Records provided:

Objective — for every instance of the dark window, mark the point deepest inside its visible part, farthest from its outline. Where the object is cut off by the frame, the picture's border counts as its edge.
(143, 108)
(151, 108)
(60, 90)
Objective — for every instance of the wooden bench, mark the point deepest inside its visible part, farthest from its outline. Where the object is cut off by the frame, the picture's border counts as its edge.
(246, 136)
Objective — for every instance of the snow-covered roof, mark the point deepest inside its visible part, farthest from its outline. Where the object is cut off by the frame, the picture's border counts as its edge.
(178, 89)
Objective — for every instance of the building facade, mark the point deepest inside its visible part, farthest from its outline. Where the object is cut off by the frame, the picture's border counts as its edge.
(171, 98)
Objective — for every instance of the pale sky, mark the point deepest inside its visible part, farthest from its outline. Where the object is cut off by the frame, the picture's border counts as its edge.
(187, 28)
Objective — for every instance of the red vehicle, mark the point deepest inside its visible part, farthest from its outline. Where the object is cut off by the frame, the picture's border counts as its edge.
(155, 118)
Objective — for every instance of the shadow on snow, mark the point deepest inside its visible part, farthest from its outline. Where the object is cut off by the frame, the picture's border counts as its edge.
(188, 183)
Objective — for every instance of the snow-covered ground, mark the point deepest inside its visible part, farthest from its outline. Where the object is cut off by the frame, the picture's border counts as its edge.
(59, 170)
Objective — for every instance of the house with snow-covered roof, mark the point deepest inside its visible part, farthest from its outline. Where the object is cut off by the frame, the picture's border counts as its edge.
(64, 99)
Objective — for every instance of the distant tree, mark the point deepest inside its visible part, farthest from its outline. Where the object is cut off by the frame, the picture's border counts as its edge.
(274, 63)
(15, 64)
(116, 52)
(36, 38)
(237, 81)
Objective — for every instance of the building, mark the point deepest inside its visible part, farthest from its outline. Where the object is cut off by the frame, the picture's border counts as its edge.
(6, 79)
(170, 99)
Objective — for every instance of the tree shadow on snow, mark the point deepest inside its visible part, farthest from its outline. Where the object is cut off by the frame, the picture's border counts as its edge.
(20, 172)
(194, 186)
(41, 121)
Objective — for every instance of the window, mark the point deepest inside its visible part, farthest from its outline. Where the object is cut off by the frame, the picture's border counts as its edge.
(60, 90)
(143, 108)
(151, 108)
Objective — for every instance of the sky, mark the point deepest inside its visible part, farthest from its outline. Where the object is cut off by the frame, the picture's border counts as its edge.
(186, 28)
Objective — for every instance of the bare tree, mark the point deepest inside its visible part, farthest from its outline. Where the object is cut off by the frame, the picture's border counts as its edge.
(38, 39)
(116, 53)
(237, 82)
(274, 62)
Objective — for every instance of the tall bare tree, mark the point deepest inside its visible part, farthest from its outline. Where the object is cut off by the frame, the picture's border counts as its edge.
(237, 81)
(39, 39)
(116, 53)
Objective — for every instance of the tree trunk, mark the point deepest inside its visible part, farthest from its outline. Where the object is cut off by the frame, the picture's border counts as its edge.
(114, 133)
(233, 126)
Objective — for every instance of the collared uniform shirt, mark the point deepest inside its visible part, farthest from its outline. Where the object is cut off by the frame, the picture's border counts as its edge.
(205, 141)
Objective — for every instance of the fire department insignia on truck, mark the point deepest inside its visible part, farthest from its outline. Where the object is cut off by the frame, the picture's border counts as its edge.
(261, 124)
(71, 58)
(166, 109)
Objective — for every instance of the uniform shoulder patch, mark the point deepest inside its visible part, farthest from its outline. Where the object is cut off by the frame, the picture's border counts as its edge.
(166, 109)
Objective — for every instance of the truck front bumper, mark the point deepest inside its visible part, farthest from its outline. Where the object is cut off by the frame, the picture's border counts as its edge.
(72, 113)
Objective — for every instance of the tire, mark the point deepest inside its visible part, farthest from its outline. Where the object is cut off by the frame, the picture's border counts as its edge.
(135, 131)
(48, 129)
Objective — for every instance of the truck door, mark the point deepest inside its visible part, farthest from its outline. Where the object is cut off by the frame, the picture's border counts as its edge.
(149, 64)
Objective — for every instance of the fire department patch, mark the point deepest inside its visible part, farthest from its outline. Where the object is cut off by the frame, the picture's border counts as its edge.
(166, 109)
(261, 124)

Stated problem: The entries above must be returned exactly.

Task output:
Objective — for every instance of the dark window, mark the point deepest inside its visible part, farthest from its outline. Where the object is cut off by the frame, the picture's border counts as its edge.
(143, 108)
(151, 108)
(60, 90)
Objective — for every instance of the wooden bench, mark the point deepest inside its visible part, farthest from its outline. Where the object is cut off by the frame, the picture's border counts as its edge.
(246, 136)
Objective — for every instance of the snow-covered roof, mark the point deepest inside its visible part, farthest from its outline. Where the object is cut off by the frame, the picture's border counts as its edge.
(178, 89)
Objective — for every instance of the building facade, mark the point deepest inside its visible part, farthest from its outline. Where the object is cut off by the frame, the picture's border counts as its edge.
(171, 98)
Objective — for every instance of the pale sky, mark the point deepest inside its visible part, farthest from its outline. Where the object is cut off by the frame, the picture's border counts as its edge.
(187, 28)
Objective — for every instance of the red vehicle, mark the point deepest inside its visible part, farthest from its outline. Where the object is cut off by the frame, the picture's border counts as its edge.
(155, 118)
Objective — for every instance of the shadow on snow, mark the point deepest inside its visible part, farthest from its outline. Where the object is cut off by the frame, the picture's border counts as its edge.
(188, 183)
Objective — for every instance of the snow-covered ground, mark the point deepest inside its visible part, farthest from its outline. Where the object is cut off by the frame, the picture's border counts as its edge.
(59, 170)
Objective — for every instance of the house with snow-covered roof, mark the point deepest inside its visible part, farthest from its outline. Where the object is cut off by the frame, the picture's border counts as its edge.
(64, 99)
Objective — for every instance of the distant tree, mark the point deepest inside its visible part, farthest from its outline. Where the object is cut off by the frame, the picture's border counts as its edge.
(274, 63)
(15, 64)
(116, 52)
(36, 38)
(237, 81)
Objective — for every instance of the building, mark the point deepest inside its visible part, farthest from its outline. Where the object is cut off by the frame, the picture's border counts as its edge.
(6, 79)
(170, 99)
Objective — for every instance of the tree shadow on snow, mark the point deepest inside its visible part, farthest from its outline. Where the object is cut off by the frame, the picture's border counts as its edge.
(20, 172)
(194, 186)
(41, 121)
Objective — for every instance of the window, mark the point deepest inside its visible part, farthest from its outline. Where the object is cut off by the frame, the picture's border counts as its edge.
(60, 90)
(143, 108)
(151, 108)
Objective — for every instance of the sky, mark the point deepest inside its visible part, farthest from its outline. Where the object is cut off by the frame, the picture's border counts as its edge.
(186, 28)
Objective — for every instance of the bare tree, mark the point deepest inside its visible part, farthest from its outline. Where the object is cut off by the frame, the picture's border counts as its edge.
(38, 39)
(116, 53)
(237, 82)
(274, 62)
Objective — for every instance of the tall bare tree, mark the point deepest inside its visible part, farthest from its outline. Where the object is cut off by the frame, the picture's border counts as its edge.
(237, 81)
(39, 39)
(116, 53)
Objective — for every instance of the tree trunk, mark the point deepest inside its visible part, farthest from its outline. Where the object is cut off by the frame, the picture's border counts as its edge.
(114, 133)
(233, 126)
Objective — for every instance of the collared uniform shirt, mark the point deepest inside its visible part, farthest from its outline. Where the object is cut off by the frame, the picture's border counts as its edge.
(205, 141)
Objective — for every instance of the fire department insignia on truck, mark the point deepest inside its visible part, farthest from its outline. Where the object is cut off by the frame, the picture's border counts as its edge.
(261, 124)
(71, 58)
(166, 109)
Objective — for every instance of the uniform shoulder patch, mark the point deepest inside its visible part, farthest from its outline. Where the object is cut off by the frame, the picture's border counts as its edge.
(166, 109)
Objective — for every instance of the truck front bumper, mark the point deepest inside its visible part, farthest from its outline. Where the object is cut off by the frame, the picture's border counts as its edge.
(72, 113)
Objective — for every instance of the tire, mark the point deepest inside its visible part, farthest from its outline. Where the object is cut off by the frame, the picture's border counts as its edge.
(135, 131)
(48, 129)
Objective — for every instance of the truck door, mark the point deepest inside its visible part, farthest from its outline. Where the object is cut off by the frame, the picture's border counts as its edge.
(149, 64)
Objective — for every instance of the fire department patch, mark the point deepest inside its visible part, farthest from its outline. Where the object is cut off by the frame, the picture's border counts as its edge.
(166, 109)
(261, 124)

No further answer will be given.